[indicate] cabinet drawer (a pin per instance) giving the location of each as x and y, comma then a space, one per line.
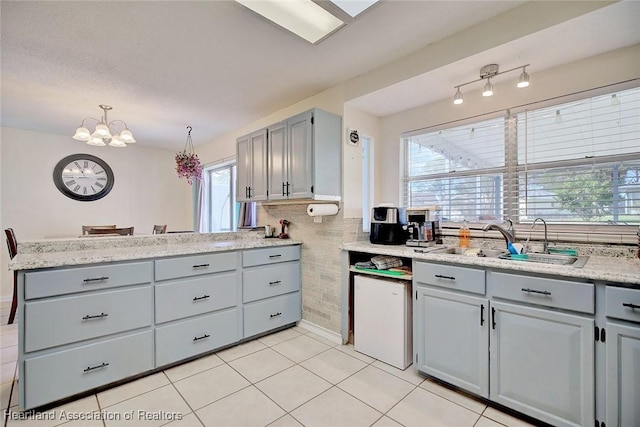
53, 322
270, 255
40, 284
541, 291
195, 296
450, 277
173, 268
194, 336
623, 303
270, 281
261, 316
65, 373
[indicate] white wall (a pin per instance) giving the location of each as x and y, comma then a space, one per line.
147, 191
601, 70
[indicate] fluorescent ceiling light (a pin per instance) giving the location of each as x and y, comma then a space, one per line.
301, 17
354, 7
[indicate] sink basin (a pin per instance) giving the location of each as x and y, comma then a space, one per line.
572, 260
490, 253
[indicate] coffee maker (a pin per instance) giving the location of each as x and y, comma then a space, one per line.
388, 226
423, 229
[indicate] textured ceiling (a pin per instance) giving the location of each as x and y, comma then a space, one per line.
213, 65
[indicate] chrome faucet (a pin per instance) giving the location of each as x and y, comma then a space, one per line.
545, 245
509, 236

= = = = = = =

Exercise:
The data above must be given back verbatim, minus its images.

Task answer:
[indicate] cabinet drawer (a pin per instance) giving the location of each as x and y, comma then a space, one per line.
53, 322
270, 255
40, 284
541, 291
195, 296
450, 277
173, 268
194, 336
623, 303
270, 281
261, 316
65, 373
[indicate] white wall (a pin per instance) giving the location of each as x and y, comma then a space, one per line.
147, 191
601, 70
[indicate] fluorescent ceiling light (a pin per instance) giving the location of each as x and y, comma then a space, one per line.
301, 17
354, 7
[indicate] sink basin (a pin per instance) giving the location of each as x and y, comma then a space, one per line.
572, 260
490, 253
[indicate] coffee maker (a pin per instance) giving the location of each as x and y, comma then a space, one per line.
388, 226
423, 229
[indicate] textured ceiling (a pin per instance) giving the location of each as x and y, comma then a space, one per line.
213, 65
[indicate] chrome faucet (a pin per instance) giving the location of each as x and y, comma then a space, one per line.
545, 245
509, 236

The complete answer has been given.